TEXTABSCHNITT
=======

Moderne Glaubensbekenntnisse

Lieber später als nie. Weil ich es im Vorwort versäumt habe, meine Absichtserklärung abzugeben, tue ich das jetzt.

In diesem Text werde ich das weitergeben, was ich durchblickt zu haben glaube. Das ist eine knochenharte Hirnarbeit - ich werde versuchen Phänomene und Zusammenhänge zu beschreiben, die auf die Möglichkeiten des Instruments "Sprache" mitleidvoll herabschauen. Mein Ziel ist es, diese Aufgabe optimal zu erfüllen und eine ungeheuer komplexe Materie in das Prokrustesbett der Sprache zu zwingen.

Wir werden unterwegs fundamentale menschliche Begriffe auf ihre Substanz hin prüfen, solche, wie Realität, Wahrnehmung, Bewusstsein, Universum, Zeit, Materie, Objektivität... Denn ohne gesunde Skepsis den allen damit verbundenen "A priori" gegenüber werden wir im unseren gewohnten Weltbild bis zur Nase stecken bleiben. Und daraus können wir die Zeit nur auf die übliche Art und Weise betrachten.

=======

AUFGABE A
Gib aus dem Textabschnitt die Passage zwischen „Wir werden unterwegs“ und „und Weise betrachten.“ wortgetreu aus, beide Grenzen eingeschlossen.

DATENTEIL
=======

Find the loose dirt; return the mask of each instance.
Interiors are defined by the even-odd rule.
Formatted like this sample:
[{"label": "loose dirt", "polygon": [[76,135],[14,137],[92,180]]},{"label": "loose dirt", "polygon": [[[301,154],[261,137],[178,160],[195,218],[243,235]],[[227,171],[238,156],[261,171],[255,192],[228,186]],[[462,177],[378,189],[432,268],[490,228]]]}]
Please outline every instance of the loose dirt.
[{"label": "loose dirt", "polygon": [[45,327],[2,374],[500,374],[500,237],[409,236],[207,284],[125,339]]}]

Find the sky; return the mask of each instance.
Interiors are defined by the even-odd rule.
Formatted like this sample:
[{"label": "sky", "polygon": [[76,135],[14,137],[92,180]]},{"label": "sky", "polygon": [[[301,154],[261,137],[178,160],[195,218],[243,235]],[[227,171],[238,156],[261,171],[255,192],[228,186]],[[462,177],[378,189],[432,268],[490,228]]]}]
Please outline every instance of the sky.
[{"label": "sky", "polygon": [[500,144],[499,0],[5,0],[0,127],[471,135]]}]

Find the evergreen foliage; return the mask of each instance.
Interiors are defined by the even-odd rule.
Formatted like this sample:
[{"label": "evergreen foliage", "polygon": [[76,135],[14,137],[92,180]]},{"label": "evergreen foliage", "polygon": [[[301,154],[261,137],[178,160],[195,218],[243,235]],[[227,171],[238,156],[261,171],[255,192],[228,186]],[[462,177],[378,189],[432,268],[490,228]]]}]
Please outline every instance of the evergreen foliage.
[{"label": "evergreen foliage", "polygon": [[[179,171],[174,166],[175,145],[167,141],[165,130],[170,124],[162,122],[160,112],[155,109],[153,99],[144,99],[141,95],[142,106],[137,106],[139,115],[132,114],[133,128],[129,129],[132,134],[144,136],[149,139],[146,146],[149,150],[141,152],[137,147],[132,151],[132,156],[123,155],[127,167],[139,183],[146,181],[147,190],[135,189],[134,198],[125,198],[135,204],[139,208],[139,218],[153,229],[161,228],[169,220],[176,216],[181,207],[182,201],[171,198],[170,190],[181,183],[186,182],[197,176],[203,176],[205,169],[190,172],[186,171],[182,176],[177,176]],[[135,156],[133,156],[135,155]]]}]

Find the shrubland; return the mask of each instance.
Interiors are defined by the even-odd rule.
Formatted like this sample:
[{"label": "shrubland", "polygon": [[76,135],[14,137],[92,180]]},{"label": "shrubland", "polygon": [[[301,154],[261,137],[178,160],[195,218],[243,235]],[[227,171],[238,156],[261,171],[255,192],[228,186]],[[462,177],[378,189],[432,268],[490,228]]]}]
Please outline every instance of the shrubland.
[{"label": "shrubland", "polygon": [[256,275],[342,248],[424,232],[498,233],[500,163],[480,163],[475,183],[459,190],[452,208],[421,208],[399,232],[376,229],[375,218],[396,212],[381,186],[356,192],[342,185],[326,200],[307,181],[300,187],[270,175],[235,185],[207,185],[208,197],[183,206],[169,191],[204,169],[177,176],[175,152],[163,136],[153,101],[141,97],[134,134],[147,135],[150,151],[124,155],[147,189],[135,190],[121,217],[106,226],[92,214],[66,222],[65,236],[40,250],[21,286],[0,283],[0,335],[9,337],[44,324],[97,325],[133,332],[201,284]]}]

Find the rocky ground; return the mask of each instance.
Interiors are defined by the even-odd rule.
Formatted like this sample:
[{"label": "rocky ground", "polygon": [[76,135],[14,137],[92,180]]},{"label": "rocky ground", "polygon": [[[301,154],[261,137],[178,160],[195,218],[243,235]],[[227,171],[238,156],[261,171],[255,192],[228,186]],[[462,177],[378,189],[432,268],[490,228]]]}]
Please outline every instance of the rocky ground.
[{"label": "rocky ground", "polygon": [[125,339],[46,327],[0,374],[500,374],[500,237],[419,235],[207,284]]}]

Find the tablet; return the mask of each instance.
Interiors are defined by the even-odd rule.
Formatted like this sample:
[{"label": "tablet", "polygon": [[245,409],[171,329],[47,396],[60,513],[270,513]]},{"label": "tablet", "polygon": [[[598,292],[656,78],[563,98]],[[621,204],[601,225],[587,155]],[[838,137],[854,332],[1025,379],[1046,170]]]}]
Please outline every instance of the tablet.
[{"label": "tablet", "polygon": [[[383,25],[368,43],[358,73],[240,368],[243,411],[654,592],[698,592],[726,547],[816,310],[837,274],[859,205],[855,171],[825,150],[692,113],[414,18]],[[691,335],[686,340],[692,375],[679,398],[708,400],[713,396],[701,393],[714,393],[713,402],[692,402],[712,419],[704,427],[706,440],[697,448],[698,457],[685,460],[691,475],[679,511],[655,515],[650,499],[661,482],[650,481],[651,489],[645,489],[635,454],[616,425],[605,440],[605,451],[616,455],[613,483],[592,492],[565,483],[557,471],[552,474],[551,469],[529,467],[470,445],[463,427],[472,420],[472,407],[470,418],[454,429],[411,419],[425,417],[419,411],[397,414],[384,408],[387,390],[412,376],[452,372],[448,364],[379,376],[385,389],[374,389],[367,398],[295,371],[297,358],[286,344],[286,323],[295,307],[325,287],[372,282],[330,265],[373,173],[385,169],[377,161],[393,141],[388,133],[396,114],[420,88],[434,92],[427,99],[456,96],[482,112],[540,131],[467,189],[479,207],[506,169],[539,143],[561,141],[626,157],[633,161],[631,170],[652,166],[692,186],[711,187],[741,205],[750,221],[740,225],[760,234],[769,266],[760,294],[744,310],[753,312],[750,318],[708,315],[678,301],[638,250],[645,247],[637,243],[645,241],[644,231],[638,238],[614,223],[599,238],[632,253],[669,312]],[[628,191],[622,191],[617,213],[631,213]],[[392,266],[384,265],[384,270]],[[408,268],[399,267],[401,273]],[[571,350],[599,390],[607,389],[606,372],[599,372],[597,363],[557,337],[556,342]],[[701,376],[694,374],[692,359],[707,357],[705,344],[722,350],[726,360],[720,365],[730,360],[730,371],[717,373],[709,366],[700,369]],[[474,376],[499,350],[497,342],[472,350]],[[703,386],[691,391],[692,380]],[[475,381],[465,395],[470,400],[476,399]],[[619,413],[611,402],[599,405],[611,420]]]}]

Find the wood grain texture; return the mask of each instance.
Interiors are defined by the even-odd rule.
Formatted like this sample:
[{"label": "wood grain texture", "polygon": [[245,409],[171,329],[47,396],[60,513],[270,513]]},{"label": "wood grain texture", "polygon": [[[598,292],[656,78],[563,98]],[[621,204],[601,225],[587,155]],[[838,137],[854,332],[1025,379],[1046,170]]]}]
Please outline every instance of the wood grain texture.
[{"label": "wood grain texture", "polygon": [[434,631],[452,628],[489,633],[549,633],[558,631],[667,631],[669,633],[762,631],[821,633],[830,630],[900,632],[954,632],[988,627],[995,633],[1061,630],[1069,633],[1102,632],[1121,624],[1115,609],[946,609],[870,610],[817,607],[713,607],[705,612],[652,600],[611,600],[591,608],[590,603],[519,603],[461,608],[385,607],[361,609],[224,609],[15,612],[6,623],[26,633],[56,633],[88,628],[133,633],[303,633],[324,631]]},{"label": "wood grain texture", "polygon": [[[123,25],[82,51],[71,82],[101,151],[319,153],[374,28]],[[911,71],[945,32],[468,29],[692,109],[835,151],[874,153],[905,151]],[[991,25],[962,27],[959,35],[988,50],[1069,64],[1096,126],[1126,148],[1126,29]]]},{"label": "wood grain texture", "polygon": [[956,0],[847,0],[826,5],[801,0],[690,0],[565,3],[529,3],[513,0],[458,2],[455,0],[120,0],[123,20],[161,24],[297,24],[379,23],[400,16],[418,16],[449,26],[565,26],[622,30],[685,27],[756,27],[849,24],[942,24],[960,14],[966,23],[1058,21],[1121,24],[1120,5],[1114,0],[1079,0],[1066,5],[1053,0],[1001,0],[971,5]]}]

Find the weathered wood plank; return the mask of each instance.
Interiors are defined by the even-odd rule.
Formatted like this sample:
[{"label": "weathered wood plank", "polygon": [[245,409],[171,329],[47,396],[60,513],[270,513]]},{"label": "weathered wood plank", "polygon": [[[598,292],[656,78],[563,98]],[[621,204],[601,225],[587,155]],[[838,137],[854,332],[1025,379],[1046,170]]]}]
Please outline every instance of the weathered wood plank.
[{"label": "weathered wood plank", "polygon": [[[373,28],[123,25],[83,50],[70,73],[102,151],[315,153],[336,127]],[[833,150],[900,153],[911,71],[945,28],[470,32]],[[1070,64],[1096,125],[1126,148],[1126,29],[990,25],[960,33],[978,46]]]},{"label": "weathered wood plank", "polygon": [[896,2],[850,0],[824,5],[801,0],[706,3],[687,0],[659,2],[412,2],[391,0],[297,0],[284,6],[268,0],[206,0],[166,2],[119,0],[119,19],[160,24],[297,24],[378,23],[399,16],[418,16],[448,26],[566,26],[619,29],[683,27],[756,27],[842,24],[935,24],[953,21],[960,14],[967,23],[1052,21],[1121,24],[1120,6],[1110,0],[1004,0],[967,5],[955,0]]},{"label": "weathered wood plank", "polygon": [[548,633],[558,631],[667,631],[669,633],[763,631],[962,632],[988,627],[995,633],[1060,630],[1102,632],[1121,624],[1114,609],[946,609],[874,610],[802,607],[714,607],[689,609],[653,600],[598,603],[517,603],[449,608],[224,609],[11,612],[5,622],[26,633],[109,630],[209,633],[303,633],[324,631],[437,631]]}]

=======

AUFGABE B
Gib aus den Datensätzen die Zeilen zwischen der Zeile mit „Find the weathered“ und der Zeile mit „Please outline every instance of the weathered“ unverändert zurück, beide Zeilen eingeschlossen.

FERTIGE ANTWORT A
Wir werden unterwegs fundamentale menschliche Begriffe auf ihre Substanz hin prüfen, solche, wie Realität, Wahrnehmung, Bewusstsein, Universum, Zeit, Materie, Objektivität... Denn ohne gesunde Skepsis den allen damit verbundenen "A priori" gegenüber werden wir im unseren gewohnten Weltbild bis zur Nase stecken bleiben. Und daraus können wir die Zeit nur auf die übliche Art und Weise betrachten.

FERTIGE ANTWORT B
Find the weathered wood plank; return the mask of each instance.
Interiors are defined by the even-odd rule.
Formatted like this sample:
[{"label": "weathered wood plank", "polygon": [[245,409],[171,329],[47,396],[60,513],[270,513]]},{"label": "weathered wood plank", "polygon": [[[598,292],[656,78],[563,98]],[[621,204],[601,225],[587,155]],[[838,137],[854,332],[1025,379],[1046,170]]]}]
Please outline every instance of the weathered wood plank.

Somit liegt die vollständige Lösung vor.